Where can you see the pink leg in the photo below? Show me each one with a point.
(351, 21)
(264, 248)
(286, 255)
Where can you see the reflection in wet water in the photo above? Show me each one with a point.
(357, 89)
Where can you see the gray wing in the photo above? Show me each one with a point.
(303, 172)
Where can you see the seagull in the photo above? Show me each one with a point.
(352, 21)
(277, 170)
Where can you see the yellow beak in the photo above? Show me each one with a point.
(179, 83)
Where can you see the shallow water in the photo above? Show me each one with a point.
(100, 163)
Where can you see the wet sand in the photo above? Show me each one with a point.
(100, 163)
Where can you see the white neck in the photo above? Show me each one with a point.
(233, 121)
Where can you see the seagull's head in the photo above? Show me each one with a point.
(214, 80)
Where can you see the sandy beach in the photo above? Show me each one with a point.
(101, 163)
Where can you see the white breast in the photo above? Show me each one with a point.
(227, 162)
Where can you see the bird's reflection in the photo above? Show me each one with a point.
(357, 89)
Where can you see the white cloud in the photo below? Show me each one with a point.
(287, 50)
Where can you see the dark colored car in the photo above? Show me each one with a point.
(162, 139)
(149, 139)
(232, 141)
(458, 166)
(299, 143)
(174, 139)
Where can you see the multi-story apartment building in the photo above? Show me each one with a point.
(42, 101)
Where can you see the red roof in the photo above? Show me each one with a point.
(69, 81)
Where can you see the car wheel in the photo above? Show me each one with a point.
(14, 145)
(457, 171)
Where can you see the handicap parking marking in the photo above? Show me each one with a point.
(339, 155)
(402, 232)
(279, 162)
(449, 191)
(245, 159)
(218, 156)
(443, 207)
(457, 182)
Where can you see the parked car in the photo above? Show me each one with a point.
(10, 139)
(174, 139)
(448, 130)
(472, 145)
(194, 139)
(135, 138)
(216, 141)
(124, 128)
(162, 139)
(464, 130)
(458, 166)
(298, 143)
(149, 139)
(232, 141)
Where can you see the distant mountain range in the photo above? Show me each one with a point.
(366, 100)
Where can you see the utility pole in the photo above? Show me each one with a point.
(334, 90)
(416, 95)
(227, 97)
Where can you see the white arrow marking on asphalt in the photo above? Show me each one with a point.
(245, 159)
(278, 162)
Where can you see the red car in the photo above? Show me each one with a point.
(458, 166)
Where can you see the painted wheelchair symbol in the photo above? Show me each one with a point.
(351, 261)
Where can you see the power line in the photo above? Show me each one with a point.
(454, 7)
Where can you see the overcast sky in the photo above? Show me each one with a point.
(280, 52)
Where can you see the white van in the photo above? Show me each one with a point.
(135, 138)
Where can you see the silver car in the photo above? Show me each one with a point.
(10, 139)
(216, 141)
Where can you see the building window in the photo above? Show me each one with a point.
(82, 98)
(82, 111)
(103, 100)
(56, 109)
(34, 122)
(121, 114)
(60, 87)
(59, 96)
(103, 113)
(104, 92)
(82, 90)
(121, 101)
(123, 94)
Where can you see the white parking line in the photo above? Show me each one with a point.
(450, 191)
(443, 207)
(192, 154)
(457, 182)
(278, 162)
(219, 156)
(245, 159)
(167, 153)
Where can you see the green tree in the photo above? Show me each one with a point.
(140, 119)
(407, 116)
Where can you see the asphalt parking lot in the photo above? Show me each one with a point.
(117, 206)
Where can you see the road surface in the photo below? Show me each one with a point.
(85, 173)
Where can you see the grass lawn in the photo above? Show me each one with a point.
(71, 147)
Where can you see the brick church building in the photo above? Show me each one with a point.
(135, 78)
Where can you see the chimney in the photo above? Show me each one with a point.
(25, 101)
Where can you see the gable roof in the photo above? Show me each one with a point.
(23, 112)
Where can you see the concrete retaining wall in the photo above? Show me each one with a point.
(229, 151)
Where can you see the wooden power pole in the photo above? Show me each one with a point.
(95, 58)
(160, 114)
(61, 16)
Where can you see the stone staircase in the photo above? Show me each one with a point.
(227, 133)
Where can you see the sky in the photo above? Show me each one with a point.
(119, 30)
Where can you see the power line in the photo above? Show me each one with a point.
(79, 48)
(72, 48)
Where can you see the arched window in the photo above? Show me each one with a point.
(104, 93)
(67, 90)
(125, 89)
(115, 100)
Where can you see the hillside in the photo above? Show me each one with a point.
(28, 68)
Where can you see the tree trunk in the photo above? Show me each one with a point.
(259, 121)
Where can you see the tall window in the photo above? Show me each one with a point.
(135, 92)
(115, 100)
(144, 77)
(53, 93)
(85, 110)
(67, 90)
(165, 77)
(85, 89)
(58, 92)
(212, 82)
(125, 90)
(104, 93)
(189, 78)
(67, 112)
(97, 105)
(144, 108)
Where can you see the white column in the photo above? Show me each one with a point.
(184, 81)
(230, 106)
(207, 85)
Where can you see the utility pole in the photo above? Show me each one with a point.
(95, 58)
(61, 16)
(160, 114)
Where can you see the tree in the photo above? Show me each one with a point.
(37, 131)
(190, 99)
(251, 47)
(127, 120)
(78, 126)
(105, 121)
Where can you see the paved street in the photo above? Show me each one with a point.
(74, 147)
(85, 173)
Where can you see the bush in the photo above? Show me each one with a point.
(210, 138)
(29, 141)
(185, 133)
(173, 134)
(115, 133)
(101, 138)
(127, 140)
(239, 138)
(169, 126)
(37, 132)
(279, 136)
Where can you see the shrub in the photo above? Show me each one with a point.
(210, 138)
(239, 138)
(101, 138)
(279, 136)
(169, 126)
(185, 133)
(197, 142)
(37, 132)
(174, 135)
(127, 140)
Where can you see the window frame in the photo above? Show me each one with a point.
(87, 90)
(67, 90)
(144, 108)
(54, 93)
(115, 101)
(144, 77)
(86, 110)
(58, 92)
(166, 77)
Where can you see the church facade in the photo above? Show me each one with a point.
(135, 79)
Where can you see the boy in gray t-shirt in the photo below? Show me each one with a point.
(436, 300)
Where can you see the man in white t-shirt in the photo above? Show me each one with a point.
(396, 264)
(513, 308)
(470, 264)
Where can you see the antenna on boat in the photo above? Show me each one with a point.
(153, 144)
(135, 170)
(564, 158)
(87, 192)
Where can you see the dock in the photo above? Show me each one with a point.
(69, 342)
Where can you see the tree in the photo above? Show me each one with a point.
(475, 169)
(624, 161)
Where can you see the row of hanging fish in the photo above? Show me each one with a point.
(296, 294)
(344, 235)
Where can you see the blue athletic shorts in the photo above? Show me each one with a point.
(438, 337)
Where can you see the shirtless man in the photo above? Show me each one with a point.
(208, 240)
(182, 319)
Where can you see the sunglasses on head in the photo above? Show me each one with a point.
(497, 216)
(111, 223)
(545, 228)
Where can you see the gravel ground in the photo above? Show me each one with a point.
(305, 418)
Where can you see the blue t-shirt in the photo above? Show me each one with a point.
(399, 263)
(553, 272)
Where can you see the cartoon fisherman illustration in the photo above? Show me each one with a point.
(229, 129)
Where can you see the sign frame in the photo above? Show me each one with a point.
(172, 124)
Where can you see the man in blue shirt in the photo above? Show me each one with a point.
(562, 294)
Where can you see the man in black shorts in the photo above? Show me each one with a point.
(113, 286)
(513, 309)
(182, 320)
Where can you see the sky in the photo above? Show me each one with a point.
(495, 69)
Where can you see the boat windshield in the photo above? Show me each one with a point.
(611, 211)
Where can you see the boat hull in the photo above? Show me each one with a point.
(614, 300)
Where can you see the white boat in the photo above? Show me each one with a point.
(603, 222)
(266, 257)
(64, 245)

*Directions*: Write down the full listing again, exactly.

*Solved exercise*:
Where can you see the pink leg in the photo below? Show me each one with a point.
(351, 21)
(264, 248)
(286, 255)
Where can you see the reflection in wet water in the photo above? Show me each one with a point.
(357, 89)
Where can you see the gray wing in the photo above? Show me each one with a point.
(303, 172)
Where can you see the seagull in the photo above? Show me each one with a point.
(352, 21)
(277, 170)
Where can you see the yellow beak in the photo above? Show me each one with a point.
(179, 83)
Where can you see the shallow water in the photo above? Show me each one with a point.
(100, 163)
Where can you see the wet sand in the photo above? Show me each one with a point.
(100, 163)
Where can you see the white neck in the photo above? Show me each one with a point.
(233, 121)
Where can you see the seagull's head in the photo above? Show me each one with a point.
(214, 80)
Where can you see the sandy beach in the photo above? Show me each one with a point.
(101, 163)
Where can you see the white breast in the photo above? Show me each one with a point.
(227, 162)
Where can you see the bird's reflection in the photo above? Show me each one with a point.
(357, 89)
Where can you see the white cloud in the photo below? Show me each one with a point.
(287, 50)
Where can you see the dark colored car in the photo above? Show me each one with a point.
(162, 139)
(149, 139)
(232, 141)
(458, 166)
(299, 143)
(174, 139)
Where can you see the multi-story apartment building in the photo above? Show me each one with a point.
(42, 101)
Where can you see the red roof in the photo above? Show me each one with a point.
(69, 81)
Where can you see the car wheel in the photo above? Show me each one with a point.
(14, 145)
(457, 171)
Where can you see the handicap parking marking in the photo above? Show me each one with a point.
(339, 155)
(402, 232)
(279, 162)
(449, 191)
(245, 159)
(218, 156)
(443, 207)
(457, 182)
Where can you see the parked car in the photo above? Show me each one with a point.
(10, 139)
(174, 139)
(448, 130)
(472, 145)
(194, 139)
(135, 138)
(216, 141)
(124, 128)
(162, 139)
(464, 130)
(458, 166)
(298, 143)
(149, 139)
(232, 141)
Where can you see the distant mountain range in the photo above? Show me each one with a point.
(366, 100)
Where can you see the utility pole in the photo above? Show me each one with a point.
(334, 90)
(416, 95)
(227, 97)
Where can you see the white arrow marking on asphalt in the photo above? Show me each one with a point.
(245, 159)
(278, 162)
Where can you see the red car in the photo above? Show me each one with a point.
(458, 166)
Where can you see the painted wheelchair symbol in the photo above? Show me each one with a point.
(351, 261)
Where can you see the power line in the photo above? Show me each one with a point.
(454, 7)
Where can you see the overcast sky in the photo above? Show me each one with a point.
(280, 52)
Where can you see the white van in the photo above? Show me each one with a point.
(135, 138)
Where can you see the silver car in the photo above? Show me each one with a point.
(10, 139)
(216, 141)
Where can you see the building window in the photo above? Show me each one with a point.
(82, 98)
(82, 111)
(103, 100)
(56, 109)
(34, 122)
(121, 114)
(60, 87)
(59, 96)
(103, 113)
(104, 92)
(82, 90)
(121, 101)
(123, 94)
Where can you see the white parking line in the photo above? Show me each one with a point.
(450, 191)
(443, 207)
(192, 154)
(457, 182)
(278, 162)
(219, 156)
(245, 159)
(167, 153)
Where can you see the green tree in the photo above? Show me each one with a point.
(140, 119)
(407, 116)
Where can you see the asphalt parking lot in the photo above? Show me each one with a point.
(117, 206)
Where can you see the road surface in the photo below? Show me each one with a point.
(85, 173)
Where can you see the grass lawn in the photo above? Show me each one with a point.
(71, 147)
Where can you see the brick church building in the photo above? Show me each one with a point.
(135, 78)
Where can you see the chimney in the photo above? Show me each one with a point.
(25, 101)
Where can you see the gable roof in the photo above? Show me each one with a point.
(23, 112)
Where can you see the concrete retaining wall in the photo above? Show me each one with a point.
(229, 151)
Where can you see the wooden power pole in the photo above? Show me each one with a point.
(95, 58)
(160, 114)
(61, 16)
Where can you see the stone staircase in the photo above? Show me each one with a point.
(227, 133)
Where can you see the sky in the photo above? Show me each one with a point.
(119, 30)
Where can you see the power line in the photo above? Show me each one with a point.
(79, 48)
(72, 48)
Where can you see the arched window in the photo above? Show me each one with a point.
(104, 93)
(67, 90)
(125, 89)
(115, 100)
Where can you see the hillside in the photo above? Show me each one with a point.
(28, 68)
Where can you see the tree trunk in the photo above? Show me each one with a point.
(259, 121)
Where can you see the tall window in the photo above? Show me each one with a point.
(135, 92)
(115, 100)
(144, 77)
(53, 93)
(85, 110)
(67, 90)
(165, 77)
(85, 89)
(58, 92)
(212, 82)
(125, 90)
(104, 93)
(189, 78)
(67, 112)
(97, 105)
(144, 108)
Where can you see the white column in the photo above? Show me each one with a point.
(184, 81)
(230, 106)
(207, 85)
Where can you see the utility pole in the photo above? Show me each one with a point.
(95, 58)
(61, 16)
(160, 114)
Where can you see the tree in the photo above? Show me each one with a point.
(37, 131)
(190, 99)
(251, 47)
(127, 120)
(78, 126)
(105, 121)
Where can you see the paved street in the photo above? Show me each one with a point.
(74, 147)
(85, 173)
Where can you see the bush in the photo above? Show me each one with a point.
(210, 138)
(29, 141)
(185, 133)
(173, 134)
(115, 133)
(101, 138)
(127, 140)
(239, 138)
(169, 126)
(37, 132)
(279, 136)
Where can you see the shrub in the photo above? Show me each one with a point.
(210, 138)
(239, 138)
(101, 138)
(279, 136)
(169, 126)
(185, 133)
(197, 142)
(37, 132)
(174, 135)
(127, 140)
Where can you see the window frame in the photo above? Show me each one with a point.
(87, 90)
(67, 90)
(144, 108)
(54, 93)
(115, 101)
(144, 77)
(86, 110)
(58, 92)
(166, 77)
Where can you see the church facade in the photo above? Show me each one with a point.
(135, 79)
Where can you see the boy in gray t-shirt in the photo below? Show me each one with a point.
(436, 300)
Where can you see the man in white t-shirt in the photo above? Show me each one with a point.
(396, 264)
(513, 308)
(470, 264)
Where can you see the antenna on boat in the photo above? Show me each one with a point.
(153, 144)
(135, 170)
(564, 158)
(87, 192)
Where can you see the dock in the photo above? Show me each one with a point.
(69, 342)
Where can you see the tree in the photo above? Show me each one with a point.
(475, 169)
(624, 161)
Where can you see the row of hanging fish in the photo above? Show me each one with a point.
(296, 294)
(344, 235)
Where can you see the blue athletic shorts in the photo above? Show me each one with a point.
(438, 337)
Where can you see the shirtless man in the photo above? Show me each one with a point.
(208, 240)
(182, 319)
Where can you see the sunglasses on head in the photo above? Show me each one with a point.
(497, 216)
(111, 223)
(545, 228)
Where can you see the gravel ground in the photo above? Show me each one with a point.
(305, 418)
Where can you see the blue t-shirt in the photo above? Show me each one with a point.
(399, 263)
(553, 272)
Where can you see the cartoon fisherman illustration in the photo above? Show me each one with a point.
(229, 129)
Where can you see the sign frame in the photo above? Show me each one with a point.
(172, 124)
Where can you see the man in blue shirt in the photo above? Show me each one with a point.
(562, 294)
Where can you see the man in black shorts in the photo above? Show me each one with a point.
(113, 286)
(513, 309)
(182, 320)
Where can you see the sky in the photo above? Show me each one with a point.
(495, 69)
Where can you see the boat windshield in the photo above? Show me each one with a point.
(611, 211)
Where can you see the boat hull in the photo above? Show me each one with a point.
(614, 300)
Where can you see the white boat in the photo above? Show me each one with a point.
(603, 222)
(266, 257)
(64, 245)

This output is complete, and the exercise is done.